Ксения Михайлова Мои корни сожжены На премьеру фильма "Тараб", проходившую в Синематеке в рамках фестиваля еврейского кино, ваша покорнейшая попала почти по ошибке, о чем вовсе не сожалеет. Имя Орит Мафцир было известно ей по урокам восточного танца, и вашей покорнейшей показалось любопытным посмотреть фильм об отце замечательной танцовщицы, о котором она, к своему стыду, до сих пор ничего не знала, а он, как утверждала программа Синематеки, был репатриантом из Латвии, успевшим посидеть в КГБ до приезда в Израиль.
Орит Мафцир, восточный танец - и вдруг Латвия? Интересно, сказала себе ваша покорнейшая.
Этот фильм задумывался как история об Эли Амире, иракском писателе, о котором захотел рассказать Борис (Берл) Мафцир. Он пригласил своего соседа на съемки в качестве центральной фигуры сюжета, но сам Эли Амир сделал необыкновенно правильную вещь - заманил и Бориса Мафцира в кадр. А потом и дочку его, Орит.

Задания.
1. Объясните по тексту о фильме «Тараб», почему автор решила пойти на его премьеру. Уложитесь в одно-три предложения.
2. Согласуются ли с текстом о фильме «Тараб» следующие утверждения? Ответьте «да» или «нет» и приведите решающие слова текста дословно.
(а) Премьера фильма прошла в рамках фестиваля еврейского кино.
(б) Эли Амир сам задумал снять фильм о Борисе Мафцире.
(в) Дочь Бориса Мафцира тоже появилась в кадре.
3. Перечислите всех людей, которых текст о фильме «Тараб» называет по имени.

Строки.
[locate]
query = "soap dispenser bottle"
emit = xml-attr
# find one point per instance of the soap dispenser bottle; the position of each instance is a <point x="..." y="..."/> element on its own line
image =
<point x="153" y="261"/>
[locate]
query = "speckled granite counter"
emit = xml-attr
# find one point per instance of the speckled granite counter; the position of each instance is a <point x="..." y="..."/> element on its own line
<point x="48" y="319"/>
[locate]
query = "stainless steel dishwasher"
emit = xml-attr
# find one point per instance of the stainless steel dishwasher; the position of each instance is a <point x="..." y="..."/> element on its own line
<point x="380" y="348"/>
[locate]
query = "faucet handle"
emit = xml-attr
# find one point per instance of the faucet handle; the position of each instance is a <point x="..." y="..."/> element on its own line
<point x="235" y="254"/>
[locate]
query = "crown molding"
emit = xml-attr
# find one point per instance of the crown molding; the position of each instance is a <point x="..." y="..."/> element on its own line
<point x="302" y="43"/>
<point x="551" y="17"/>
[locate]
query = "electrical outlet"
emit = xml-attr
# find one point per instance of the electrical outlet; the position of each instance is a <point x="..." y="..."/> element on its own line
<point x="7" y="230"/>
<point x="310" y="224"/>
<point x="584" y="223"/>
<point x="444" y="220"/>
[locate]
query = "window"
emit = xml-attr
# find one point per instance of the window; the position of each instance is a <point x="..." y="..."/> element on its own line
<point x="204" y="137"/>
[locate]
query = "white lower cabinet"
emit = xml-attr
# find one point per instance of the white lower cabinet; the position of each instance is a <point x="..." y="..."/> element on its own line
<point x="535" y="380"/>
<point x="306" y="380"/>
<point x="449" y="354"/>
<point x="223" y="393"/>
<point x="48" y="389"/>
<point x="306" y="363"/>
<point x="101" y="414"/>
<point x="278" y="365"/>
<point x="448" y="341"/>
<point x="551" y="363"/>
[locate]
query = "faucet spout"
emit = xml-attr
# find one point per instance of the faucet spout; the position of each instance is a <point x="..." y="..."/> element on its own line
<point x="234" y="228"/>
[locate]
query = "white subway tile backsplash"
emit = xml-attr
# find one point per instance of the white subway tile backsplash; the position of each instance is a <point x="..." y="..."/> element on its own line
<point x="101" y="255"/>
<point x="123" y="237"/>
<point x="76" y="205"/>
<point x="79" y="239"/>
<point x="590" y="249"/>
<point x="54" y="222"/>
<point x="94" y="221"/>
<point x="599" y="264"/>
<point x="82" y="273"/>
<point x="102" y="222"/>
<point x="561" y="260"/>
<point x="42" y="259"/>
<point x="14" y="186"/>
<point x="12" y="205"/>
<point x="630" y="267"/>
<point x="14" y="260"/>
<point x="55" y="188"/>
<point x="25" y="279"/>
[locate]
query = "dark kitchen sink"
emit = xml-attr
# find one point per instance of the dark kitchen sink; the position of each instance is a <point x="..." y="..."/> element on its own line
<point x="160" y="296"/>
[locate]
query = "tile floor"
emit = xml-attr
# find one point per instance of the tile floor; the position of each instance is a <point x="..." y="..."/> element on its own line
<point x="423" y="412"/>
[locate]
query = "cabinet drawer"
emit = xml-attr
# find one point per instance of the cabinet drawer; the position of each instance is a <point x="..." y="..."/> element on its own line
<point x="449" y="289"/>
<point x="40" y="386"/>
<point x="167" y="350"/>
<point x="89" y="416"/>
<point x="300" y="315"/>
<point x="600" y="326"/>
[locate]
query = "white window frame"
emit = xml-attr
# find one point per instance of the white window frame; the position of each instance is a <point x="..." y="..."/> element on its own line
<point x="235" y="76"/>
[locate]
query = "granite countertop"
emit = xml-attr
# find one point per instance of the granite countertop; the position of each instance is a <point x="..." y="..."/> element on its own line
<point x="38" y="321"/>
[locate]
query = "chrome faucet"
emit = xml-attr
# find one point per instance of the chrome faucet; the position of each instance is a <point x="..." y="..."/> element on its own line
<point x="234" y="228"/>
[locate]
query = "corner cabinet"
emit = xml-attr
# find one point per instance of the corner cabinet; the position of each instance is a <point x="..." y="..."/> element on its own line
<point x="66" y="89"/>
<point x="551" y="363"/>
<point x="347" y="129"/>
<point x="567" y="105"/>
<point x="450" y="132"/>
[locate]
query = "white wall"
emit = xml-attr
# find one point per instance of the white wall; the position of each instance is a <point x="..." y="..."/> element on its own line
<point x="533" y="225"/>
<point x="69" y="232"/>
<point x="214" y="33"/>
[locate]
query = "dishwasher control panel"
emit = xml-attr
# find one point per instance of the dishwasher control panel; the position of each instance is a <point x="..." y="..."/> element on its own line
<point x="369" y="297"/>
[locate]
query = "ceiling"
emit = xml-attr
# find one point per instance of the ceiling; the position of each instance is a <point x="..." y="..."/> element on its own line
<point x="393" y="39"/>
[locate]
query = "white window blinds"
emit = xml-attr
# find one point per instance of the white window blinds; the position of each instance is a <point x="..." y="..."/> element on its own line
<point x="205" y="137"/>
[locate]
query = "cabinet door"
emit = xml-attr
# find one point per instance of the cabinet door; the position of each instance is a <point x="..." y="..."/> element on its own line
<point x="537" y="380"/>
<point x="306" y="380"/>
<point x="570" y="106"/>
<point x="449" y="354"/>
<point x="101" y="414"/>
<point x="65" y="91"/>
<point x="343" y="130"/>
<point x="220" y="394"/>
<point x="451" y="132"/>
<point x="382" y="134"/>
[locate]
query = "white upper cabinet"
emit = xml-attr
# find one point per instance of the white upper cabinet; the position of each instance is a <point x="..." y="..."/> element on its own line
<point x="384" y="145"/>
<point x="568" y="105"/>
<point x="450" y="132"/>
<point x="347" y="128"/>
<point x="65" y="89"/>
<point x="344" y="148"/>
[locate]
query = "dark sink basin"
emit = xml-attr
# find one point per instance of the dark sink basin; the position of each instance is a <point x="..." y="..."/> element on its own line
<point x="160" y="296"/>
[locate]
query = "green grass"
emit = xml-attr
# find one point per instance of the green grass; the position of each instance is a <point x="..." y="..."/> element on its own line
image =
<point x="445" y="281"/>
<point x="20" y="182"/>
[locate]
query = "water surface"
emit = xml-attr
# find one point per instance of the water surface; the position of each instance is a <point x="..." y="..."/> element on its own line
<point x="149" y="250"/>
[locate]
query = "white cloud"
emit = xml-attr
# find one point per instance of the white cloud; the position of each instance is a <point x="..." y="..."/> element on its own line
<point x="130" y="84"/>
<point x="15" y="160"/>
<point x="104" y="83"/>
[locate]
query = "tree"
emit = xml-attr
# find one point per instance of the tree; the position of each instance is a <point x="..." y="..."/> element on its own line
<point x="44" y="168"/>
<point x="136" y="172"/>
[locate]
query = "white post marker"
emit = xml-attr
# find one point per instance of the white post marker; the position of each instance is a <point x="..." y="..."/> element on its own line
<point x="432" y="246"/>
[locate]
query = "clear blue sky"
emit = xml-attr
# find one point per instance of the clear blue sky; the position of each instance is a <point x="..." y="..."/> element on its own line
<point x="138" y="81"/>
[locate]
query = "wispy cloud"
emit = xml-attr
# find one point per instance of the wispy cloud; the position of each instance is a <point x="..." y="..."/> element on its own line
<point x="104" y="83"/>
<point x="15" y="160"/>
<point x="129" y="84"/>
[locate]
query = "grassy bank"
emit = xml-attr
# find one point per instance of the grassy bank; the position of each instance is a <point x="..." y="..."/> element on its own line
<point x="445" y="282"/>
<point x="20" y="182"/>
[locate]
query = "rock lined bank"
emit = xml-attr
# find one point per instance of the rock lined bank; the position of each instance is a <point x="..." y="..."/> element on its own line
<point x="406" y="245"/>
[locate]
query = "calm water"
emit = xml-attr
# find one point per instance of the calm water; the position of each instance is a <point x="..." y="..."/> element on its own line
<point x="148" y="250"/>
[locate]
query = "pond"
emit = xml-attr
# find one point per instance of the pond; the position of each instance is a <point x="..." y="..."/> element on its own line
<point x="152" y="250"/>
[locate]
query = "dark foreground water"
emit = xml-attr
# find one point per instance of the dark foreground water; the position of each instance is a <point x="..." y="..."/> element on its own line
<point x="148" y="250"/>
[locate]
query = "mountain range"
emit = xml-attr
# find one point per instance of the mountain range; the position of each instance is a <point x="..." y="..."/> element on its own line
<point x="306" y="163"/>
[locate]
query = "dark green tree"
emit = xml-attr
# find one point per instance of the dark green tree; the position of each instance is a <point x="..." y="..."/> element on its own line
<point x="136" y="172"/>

Ответы по порядку.
1. Имя Орит Мафцир было знакомо ей по урокам восточного танца, и ей показалось любопытным посмотреть фильм об отце этой танцовщицы, о котором она ничего не знала. По программе Синематеки он был репатриантом из Латвии, успевшим посидеть в КГБ до приезда в Израиль.

2.
(а) Да: «проходившую в Синематеке в рамках фестиваля еврейского кино».
(б) Нет: «Этот фильм задумывался как история об Эли Амире, иракском писателе, о котором захотел рассказать Борис (Берл) Мафцир».
(в) Да: «А потом и дочку его, Орит».

3. Ксения Михайлова, Орит Мафцир, Эли Амир, Борис (Берл) Мафцир.